Task statement:
Reproduce the listing below word for word, from first line to last, leaving out the picture.

Exercise input:
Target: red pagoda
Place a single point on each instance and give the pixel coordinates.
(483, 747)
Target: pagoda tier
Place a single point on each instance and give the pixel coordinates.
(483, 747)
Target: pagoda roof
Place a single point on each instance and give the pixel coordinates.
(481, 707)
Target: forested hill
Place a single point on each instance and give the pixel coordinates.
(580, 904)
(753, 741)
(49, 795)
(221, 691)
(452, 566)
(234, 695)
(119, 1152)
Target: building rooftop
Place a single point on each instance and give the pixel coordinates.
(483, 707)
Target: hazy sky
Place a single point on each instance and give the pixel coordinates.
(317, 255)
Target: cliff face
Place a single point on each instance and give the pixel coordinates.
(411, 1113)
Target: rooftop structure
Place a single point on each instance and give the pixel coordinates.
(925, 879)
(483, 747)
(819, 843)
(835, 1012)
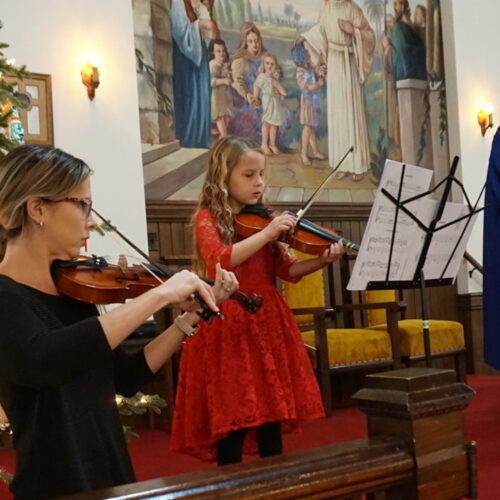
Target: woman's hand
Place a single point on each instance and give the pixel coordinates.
(179, 288)
(332, 253)
(225, 284)
(281, 223)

Exercise result:
Target: red pagoda
Place a single point on each instance and give the pixel coordinates.
(483, 747)
Target: pagoda tier
Place a single point on each instance and give the pixel coordinates.
(483, 747)
Target: pagoda roof
Place a single point on each instance and give the pixel coordinates.
(481, 707)
Target: forested hill
Place a single point on each instance and give the pixel coordinates.
(580, 904)
(753, 741)
(49, 795)
(221, 691)
(452, 566)
(234, 695)
(119, 1152)
Target: building rooftop
Place a single point on each instance and give the pixel coordinates.
(483, 707)
Target: hazy sky
Place a single point on each instance and give the pixel coordinates.
(317, 255)
Target: cliff face
Place a single point on each instance and give the pixel coordinates.
(411, 1113)
Target: rooftop structure
Place a single point on each instance and give the pixel coordinates.
(925, 879)
(483, 747)
(819, 843)
(835, 1012)
Target: woman's hand
Place a single point on each instance and give the pixel coordinates.
(179, 288)
(332, 253)
(225, 284)
(281, 223)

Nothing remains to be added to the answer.